- Texte fourni

════════════════════

Je l’ai aidé à éliminer la toxine de son organisme en lui donnant un draineur hépatique à base de plantes tous les jours pendant 6 mois. Je fais actuellement une pause pour ne pas trop le carencer. L’exercice s’est également révélé très bénéfique. Après une séance de travail, même au stade le plus critique de la maladie, il se déplaçait mieux. Les chevaux atteints doivent marcher le plus possible, c’est un facteur clé de la guérison. En plus d’aider l’organisme à éliminer, il est probable que l’exercice entretienne les connexions nerveuses et les muscles atteints. D’autant que les malades ne souffrent pas en mouvement (jusqu’au stade 3).

════════════════════

Données d'ancrage d'objets en langage naturel
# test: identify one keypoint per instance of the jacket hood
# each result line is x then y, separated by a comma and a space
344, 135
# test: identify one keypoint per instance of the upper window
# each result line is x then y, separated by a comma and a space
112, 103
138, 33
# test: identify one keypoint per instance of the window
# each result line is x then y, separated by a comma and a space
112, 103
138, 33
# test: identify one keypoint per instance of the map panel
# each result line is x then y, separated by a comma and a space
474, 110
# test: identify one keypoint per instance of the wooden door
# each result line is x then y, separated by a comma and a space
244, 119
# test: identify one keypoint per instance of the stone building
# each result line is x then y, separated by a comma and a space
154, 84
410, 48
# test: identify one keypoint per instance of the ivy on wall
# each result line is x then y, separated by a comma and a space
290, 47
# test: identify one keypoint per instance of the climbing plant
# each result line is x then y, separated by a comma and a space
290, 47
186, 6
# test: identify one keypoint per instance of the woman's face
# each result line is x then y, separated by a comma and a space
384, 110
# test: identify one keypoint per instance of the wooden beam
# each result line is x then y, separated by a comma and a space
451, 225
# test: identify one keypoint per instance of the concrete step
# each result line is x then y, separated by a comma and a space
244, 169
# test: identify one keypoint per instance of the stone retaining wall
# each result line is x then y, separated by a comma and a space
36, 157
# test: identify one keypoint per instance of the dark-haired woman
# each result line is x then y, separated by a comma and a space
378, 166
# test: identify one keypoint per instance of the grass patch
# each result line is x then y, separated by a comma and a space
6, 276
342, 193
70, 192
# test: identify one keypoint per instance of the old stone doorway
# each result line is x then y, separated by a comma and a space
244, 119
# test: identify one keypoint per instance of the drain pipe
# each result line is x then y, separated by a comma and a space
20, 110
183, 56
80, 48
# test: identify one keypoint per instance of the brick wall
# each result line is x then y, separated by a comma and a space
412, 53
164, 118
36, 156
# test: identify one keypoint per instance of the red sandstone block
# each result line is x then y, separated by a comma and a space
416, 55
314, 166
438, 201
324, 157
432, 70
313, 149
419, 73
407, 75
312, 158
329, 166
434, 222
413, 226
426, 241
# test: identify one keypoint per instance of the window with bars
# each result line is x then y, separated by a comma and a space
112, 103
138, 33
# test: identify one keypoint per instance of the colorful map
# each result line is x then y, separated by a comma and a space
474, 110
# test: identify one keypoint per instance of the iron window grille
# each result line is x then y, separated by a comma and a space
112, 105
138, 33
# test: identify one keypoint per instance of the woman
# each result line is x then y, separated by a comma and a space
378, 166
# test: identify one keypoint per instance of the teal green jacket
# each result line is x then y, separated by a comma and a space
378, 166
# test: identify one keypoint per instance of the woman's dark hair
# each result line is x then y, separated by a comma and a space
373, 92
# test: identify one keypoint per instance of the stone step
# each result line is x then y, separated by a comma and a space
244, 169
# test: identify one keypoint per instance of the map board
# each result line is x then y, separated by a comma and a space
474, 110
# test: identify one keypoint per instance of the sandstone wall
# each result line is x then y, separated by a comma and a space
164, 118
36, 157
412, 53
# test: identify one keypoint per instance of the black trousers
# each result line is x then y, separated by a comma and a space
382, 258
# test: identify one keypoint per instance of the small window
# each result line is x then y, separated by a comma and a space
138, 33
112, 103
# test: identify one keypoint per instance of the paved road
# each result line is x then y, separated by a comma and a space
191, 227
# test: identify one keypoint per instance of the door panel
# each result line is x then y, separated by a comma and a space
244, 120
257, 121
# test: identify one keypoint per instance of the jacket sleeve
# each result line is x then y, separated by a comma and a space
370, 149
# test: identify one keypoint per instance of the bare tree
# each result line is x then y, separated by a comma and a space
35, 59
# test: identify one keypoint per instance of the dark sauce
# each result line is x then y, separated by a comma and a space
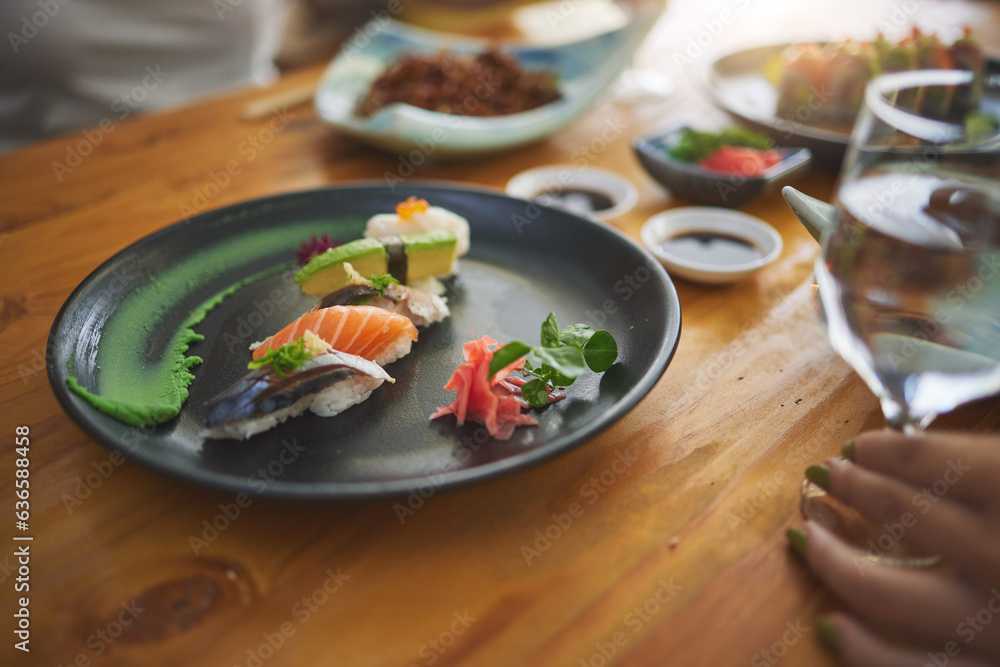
712, 248
576, 199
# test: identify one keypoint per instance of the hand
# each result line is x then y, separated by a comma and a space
944, 488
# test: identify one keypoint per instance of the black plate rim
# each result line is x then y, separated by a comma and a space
81, 414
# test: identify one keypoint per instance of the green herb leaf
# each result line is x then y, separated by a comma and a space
285, 359
536, 392
601, 351
550, 331
507, 355
576, 334
380, 281
567, 361
560, 380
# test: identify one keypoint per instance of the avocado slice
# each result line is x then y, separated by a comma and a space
407, 257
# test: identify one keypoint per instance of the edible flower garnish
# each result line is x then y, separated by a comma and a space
381, 281
317, 245
285, 359
406, 209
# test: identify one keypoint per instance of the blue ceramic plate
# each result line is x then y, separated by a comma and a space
585, 70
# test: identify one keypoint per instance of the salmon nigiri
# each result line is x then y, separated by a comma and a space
366, 331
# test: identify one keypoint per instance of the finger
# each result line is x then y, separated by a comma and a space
932, 524
859, 647
914, 601
964, 466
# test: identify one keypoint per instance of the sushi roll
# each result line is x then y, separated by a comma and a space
416, 215
366, 331
304, 375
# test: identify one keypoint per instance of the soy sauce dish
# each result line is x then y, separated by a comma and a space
587, 191
709, 244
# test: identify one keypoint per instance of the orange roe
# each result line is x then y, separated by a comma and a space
406, 209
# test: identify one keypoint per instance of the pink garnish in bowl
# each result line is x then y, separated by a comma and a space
317, 245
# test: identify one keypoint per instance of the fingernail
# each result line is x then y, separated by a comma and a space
850, 450
828, 636
819, 475
798, 540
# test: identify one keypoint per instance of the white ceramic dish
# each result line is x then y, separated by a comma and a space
536, 183
585, 69
710, 220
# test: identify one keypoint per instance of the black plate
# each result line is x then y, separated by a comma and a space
525, 261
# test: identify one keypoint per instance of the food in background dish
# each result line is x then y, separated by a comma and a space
734, 151
305, 374
484, 84
828, 80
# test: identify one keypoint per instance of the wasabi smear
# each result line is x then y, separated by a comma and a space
155, 394
144, 375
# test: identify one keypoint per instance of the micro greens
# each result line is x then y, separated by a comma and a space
562, 356
285, 359
381, 281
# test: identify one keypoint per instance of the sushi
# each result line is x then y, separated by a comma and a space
416, 215
366, 331
423, 308
304, 375
407, 258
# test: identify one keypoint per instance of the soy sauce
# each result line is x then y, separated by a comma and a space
712, 248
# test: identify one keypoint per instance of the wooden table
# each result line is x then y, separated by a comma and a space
680, 560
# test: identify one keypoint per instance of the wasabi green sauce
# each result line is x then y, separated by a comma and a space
151, 395
140, 386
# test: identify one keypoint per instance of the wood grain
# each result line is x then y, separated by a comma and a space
677, 555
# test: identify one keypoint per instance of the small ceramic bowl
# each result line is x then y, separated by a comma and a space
709, 244
587, 191
713, 188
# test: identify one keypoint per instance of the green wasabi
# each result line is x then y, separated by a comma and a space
157, 401
140, 383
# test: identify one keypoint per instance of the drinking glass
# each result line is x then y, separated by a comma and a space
909, 273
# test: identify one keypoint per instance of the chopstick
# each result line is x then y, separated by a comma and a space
287, 98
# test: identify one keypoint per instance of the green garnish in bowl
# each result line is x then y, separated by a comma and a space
695, 145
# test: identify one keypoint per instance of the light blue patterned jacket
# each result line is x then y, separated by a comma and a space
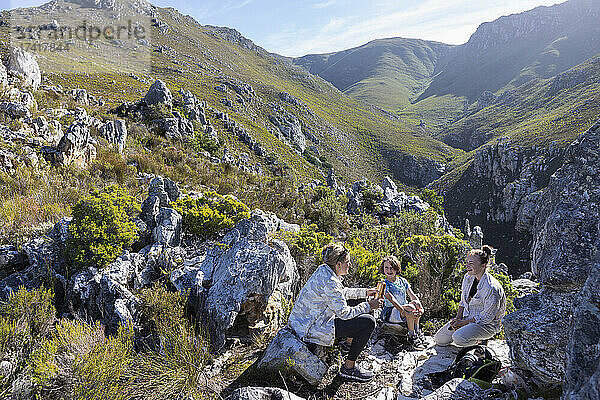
320, 301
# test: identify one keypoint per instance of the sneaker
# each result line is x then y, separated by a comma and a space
355, 374
416, 343
345, 348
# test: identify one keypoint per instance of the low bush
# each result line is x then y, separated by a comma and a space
210, 213
326, 210
364, 271
435, 200
102, 227
173, 368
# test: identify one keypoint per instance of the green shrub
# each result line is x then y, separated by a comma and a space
364, 271
370, 198
435, 200
210, 213
79, 361
202, 141
437, 259
389, 237
307, 242
326, 210
173, 370
102, 227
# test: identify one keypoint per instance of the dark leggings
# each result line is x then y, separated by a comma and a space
359, 329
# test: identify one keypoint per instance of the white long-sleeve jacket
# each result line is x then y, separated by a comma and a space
488, 306
320, 301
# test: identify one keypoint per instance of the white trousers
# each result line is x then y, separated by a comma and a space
468, 335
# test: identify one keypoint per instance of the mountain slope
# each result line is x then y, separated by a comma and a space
389, 73
513, 49
349, 135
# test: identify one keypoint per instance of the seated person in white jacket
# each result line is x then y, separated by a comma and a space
482, 305
322, 314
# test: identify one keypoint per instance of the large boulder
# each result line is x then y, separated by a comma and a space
549, 335
288, 351
159, 93
168, 227
161, 193
262, 393
24, 66
583, 358
115, 132
76, 146
247, 278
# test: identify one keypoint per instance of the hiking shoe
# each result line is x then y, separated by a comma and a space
355, 374
345, 348
416, 343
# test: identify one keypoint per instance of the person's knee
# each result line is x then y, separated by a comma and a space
441, 338
369, 322
462, 341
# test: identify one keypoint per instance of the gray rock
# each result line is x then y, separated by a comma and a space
290, 128
476, 238
250, 276
24, 66
11, 260
168, 227
159, 93
549, 327
115, 132
187, 277
14, 110
582, 379
457, 389
44, 260
3, 76
262, 393
76, 145
80, 96
288, 351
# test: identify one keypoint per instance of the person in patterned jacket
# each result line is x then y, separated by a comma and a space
322, 314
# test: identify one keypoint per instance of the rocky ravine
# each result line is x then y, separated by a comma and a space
499, 192
556, 333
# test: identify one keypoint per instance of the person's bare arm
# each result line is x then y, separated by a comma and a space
415, 301
395, 303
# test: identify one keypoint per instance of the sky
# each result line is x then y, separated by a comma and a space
297, 27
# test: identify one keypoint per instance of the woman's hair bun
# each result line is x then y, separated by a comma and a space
487, 250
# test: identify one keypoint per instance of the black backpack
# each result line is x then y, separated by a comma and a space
477, 363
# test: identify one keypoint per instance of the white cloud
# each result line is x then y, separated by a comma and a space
451, 21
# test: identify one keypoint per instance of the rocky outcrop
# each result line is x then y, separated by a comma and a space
159, 93
23, 65
262, 393
498, 191
246, 277
40, 259
289, 127
115, 132
76, 146
286, 350
549, 328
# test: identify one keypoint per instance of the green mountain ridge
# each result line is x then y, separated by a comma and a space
198, 58
390, 73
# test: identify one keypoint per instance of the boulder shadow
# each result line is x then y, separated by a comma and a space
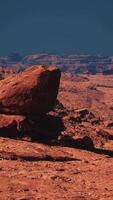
85, 143
45, 129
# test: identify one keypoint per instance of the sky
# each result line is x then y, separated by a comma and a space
56, 26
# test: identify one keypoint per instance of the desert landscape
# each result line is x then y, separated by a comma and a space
62, 147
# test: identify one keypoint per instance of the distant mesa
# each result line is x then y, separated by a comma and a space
78, 64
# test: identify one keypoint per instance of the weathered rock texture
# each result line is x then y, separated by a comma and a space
32, 92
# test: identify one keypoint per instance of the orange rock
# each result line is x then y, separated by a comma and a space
32, 92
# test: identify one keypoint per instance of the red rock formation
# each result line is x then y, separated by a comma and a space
32, 92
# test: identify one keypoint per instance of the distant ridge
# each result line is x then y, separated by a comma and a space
72, 63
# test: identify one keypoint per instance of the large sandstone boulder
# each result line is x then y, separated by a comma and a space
32, 92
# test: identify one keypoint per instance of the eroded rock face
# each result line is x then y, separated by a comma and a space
32, 92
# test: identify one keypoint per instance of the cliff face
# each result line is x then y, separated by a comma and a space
69, 63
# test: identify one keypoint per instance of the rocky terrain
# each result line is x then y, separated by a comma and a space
66, 152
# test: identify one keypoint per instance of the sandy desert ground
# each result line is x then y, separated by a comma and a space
76, 166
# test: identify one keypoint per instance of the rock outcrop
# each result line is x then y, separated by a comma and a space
32, 92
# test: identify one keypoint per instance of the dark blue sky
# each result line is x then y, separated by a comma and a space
56, 26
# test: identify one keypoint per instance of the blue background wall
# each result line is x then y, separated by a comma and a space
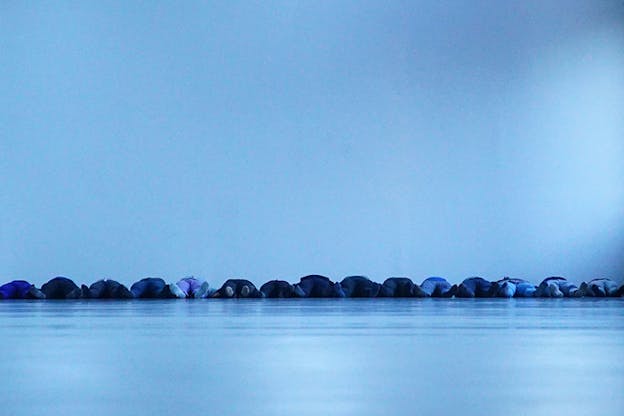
276, 139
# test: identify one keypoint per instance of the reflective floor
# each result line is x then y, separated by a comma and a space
313, 357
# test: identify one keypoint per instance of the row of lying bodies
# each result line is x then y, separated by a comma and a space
312, 286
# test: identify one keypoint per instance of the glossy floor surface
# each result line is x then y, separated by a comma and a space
313, 357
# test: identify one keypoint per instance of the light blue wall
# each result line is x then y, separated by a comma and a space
272, 140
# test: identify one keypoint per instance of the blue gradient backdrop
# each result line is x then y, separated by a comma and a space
275, 139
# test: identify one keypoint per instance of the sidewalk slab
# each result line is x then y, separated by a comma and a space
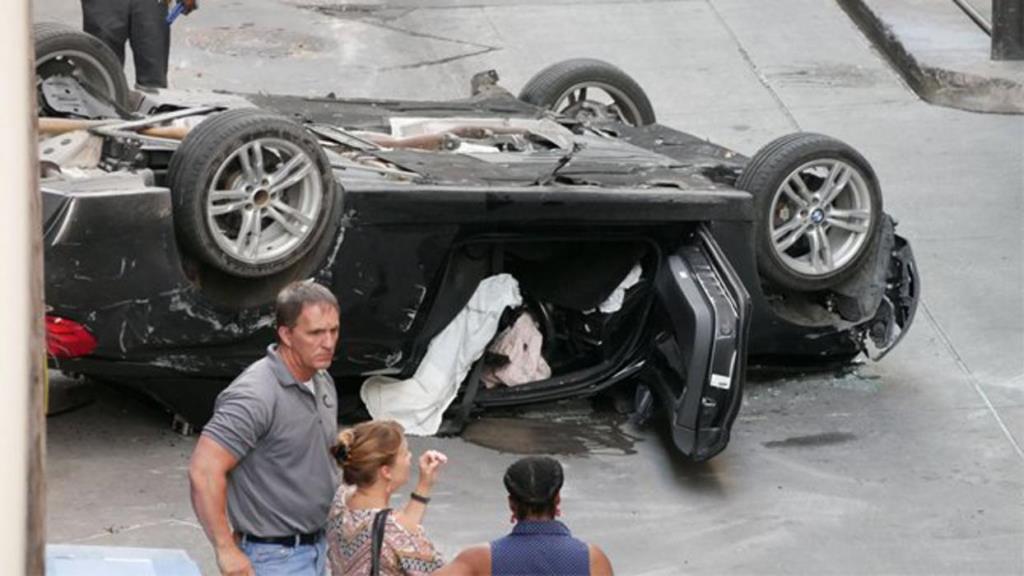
941, 53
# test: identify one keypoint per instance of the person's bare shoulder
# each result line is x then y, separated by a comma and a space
599, 564
474, 561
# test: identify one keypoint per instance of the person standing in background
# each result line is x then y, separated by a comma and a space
143, 24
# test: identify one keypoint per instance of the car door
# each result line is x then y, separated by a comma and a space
700, 355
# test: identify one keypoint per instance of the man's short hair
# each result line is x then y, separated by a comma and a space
532, 484
297, 295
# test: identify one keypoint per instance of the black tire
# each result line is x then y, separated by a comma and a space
776, 163
207, 149
549, 86
61, 49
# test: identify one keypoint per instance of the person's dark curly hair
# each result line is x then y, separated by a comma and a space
534, 484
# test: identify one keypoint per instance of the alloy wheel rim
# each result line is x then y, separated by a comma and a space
820, 217
74, 63
263, 201
578, 101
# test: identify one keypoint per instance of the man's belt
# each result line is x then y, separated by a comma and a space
290, 540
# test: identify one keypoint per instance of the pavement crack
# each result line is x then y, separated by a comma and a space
448, 59
971, 377
115, 530
757, 72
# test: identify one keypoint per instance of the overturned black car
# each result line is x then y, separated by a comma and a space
171, 221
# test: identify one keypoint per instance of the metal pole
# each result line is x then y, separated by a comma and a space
22, 419
1008, 30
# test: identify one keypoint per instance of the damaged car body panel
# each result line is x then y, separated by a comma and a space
433, 198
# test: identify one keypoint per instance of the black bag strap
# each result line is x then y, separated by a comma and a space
377, 544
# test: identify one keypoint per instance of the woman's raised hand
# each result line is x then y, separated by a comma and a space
430, 464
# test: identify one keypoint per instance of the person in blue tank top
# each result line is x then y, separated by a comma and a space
539, 544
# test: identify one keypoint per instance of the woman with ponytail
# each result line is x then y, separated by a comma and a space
365, 536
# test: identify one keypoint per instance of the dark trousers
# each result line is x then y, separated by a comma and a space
140, 22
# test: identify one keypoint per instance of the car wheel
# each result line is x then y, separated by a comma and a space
253, 193
61, 50
587, 89
817, 206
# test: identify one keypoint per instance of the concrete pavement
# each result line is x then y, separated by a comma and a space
912, 465
941, 53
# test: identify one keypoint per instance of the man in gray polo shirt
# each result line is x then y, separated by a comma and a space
264, 457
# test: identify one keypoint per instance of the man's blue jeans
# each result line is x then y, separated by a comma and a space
274, 560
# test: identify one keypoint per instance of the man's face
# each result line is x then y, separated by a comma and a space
313, 337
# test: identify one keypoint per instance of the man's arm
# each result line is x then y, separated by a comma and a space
208, 480
474, 561
599, 564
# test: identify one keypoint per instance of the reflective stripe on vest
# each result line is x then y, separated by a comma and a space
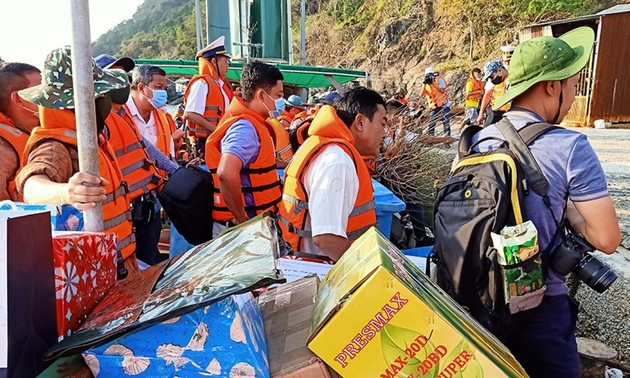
117, 220
119, 192
213, 110
265, 187
17, 139
132, 147
145, 164
116, 206
143, 184
129, 240
136, 165
294, 208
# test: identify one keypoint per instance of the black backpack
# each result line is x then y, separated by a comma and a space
483, 194
188, 199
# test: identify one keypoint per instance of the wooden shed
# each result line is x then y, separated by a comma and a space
604, 87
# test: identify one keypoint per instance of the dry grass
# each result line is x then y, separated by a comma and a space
415, 164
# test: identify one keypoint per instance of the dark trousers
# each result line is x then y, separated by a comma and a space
444, 113
200, 144
492, 116
147, 239
545, 343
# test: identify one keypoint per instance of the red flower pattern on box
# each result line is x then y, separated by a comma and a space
85, 268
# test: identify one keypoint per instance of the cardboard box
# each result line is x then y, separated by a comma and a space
224, 339
287, 314
62, 217
378, 315
295, 268
85, 268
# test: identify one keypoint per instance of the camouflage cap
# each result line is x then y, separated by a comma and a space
56, 90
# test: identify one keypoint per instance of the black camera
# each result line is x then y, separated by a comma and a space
574, 255
429, 78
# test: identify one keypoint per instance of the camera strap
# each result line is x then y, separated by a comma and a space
518, 142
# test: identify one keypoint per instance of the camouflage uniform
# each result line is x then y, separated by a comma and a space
56, 90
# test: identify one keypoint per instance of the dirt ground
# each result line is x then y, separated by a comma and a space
612, 146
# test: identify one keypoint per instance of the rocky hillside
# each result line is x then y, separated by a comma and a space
395, 40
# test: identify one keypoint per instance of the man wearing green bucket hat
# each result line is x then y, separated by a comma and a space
543, 80
51, 174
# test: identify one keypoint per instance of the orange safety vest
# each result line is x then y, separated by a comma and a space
280, 137
136, 166
478, 85
325, 130
498, 91
164, 137
286, 118
434, 97
265, 183
17, 139
165, 134
214, 99
59, 125
300, 116
298, 135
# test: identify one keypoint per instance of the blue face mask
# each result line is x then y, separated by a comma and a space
279, 107
160, 96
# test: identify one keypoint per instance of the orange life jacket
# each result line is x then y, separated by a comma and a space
325, 130
498, 91
137, 168
280, 136
265, 183
478, 85
285, 119
434, 97
298, 135
59, 125
165, 135
17, 139
370, 163
215, 103
301, 116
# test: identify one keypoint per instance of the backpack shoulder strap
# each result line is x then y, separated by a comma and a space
465, 140
517, 145
531, 132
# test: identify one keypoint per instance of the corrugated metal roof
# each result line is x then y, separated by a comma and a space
622, 8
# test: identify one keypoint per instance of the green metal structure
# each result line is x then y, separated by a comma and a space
294, 75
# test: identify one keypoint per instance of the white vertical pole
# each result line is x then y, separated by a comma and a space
198, 27
83, 85
303, 34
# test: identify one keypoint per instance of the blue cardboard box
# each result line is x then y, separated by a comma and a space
225, 339
386, 205
62, 217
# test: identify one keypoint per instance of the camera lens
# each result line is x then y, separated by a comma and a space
597, 275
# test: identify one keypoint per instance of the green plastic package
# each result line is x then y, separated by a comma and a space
521, 266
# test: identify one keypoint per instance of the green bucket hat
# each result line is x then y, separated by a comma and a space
56, 90
547, 59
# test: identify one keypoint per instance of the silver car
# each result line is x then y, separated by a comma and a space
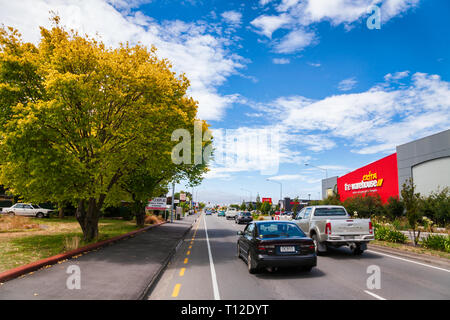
27, 209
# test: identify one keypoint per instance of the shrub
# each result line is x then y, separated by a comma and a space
437, 242
387, 233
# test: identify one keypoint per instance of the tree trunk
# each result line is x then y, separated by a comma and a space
139, 211
61, 210
88, 218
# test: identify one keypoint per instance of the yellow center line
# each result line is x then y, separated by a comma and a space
176, 290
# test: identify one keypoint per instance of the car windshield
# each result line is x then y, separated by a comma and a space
273, 230
330, 212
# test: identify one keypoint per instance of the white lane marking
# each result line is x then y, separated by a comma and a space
211, 264
374, 295
419, 263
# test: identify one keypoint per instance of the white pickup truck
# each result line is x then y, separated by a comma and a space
27, 209
332, 226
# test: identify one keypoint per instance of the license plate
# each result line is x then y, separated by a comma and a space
287, 249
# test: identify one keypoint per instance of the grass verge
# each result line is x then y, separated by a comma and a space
53, 236
412, 249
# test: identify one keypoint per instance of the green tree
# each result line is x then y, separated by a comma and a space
77, 117
394, 207
411, 199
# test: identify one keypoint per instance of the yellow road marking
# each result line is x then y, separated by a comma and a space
176, 290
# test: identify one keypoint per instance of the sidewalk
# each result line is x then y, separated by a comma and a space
123, 270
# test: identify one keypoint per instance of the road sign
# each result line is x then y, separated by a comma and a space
157, 204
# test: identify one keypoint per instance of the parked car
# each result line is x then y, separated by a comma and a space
231, 213
27, 209
243, 217
275, 244
332, 226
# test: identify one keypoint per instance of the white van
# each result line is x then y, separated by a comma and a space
231, 213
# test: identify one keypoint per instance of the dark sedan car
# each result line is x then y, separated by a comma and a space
275, 244
243, 217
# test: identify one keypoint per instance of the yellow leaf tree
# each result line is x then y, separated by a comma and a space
77, 117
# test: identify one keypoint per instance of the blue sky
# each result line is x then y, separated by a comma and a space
338, 94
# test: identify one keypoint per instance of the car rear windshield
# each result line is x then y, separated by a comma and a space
273, 230
330, 212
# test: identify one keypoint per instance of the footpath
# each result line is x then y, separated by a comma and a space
124, 270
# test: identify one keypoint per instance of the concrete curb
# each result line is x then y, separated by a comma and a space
17, 272
442, 262
154, 280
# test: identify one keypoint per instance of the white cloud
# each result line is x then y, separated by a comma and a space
396, 75
192, 48
295, 41
281, 61
347, 84
232, 17
312, 64
287, 177
373, 121
266, 25
304, 14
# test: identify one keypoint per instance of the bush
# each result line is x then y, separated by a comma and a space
387, 233
437, 206
437, 242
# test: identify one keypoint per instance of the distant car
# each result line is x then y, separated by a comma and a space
243, 217
231, 213
275, 244
27, 209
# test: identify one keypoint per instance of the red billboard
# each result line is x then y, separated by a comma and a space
379, 177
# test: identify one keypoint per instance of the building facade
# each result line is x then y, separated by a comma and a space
426, 161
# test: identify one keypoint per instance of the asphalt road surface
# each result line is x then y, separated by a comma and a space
206, 267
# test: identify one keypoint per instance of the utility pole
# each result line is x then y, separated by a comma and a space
173, 201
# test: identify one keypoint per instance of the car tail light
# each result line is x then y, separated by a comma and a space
328, 228
265, 248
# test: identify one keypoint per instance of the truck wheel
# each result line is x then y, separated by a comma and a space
252, 268
357, 251
316, 244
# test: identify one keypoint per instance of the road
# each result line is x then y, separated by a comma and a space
206, 267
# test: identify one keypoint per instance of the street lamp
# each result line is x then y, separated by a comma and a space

════════════════════

- Tâche à réaliser
Poursuivez, s'il vous plaît, le texte fourni sur les soins apportés à un cheval malade, en reprenant juste après sa dernière phrase.

- Réponse au problème
J’ai également adapté le travail du cheval. En main, je l’ai aidé à bouger et à se placer de telle sorte qu’il n’ait jamais à tourner serré ou se déplacer autrement qu’en avant et droit. Pas de reculer bien sûr. Certaines séances montées étaient assez périlleuses. Lors des cercles au galop notamment, où son arrière main pouvait s’affaisser tout à coup : Yaico trébuchait alors et se rattrapait du mieux possible. Nous ne sommes jamais tombés mais nous avons eu quelques frayeurs. En fin de travail les irrégularités s’atténuaient.

Au bout du compte, le plus difficile fut presque de traiter les prés. Une fois la porcelle installée, adieu à l’herbe bio. C’est le seul cas ou l’on se réjouit d’avoir des herbicides bien musclés à disposition dans nos campagnes ! Le traitement consiste à utiliser un herbicide de type Boston ou Bofix à raison de 4 litres par hectare. Si l’on est pas agriculteur soi même, il faut demander à quelq’un du secteur agricole de l’obtenir car le produit n’est pas accessible au commun des mortels. Ensuite, il faut respecter certaines conditions pour traiter : la température doit être supérieure à 8 degrés la nuit, sans pluie à venir, ni brouillard, ni vent, et le produit doit être pulvérisé avant la pousse d’avril (mi avril) ou en « sève descendante » en automne, lorsque la porcelle enracinée ne fleurit plus.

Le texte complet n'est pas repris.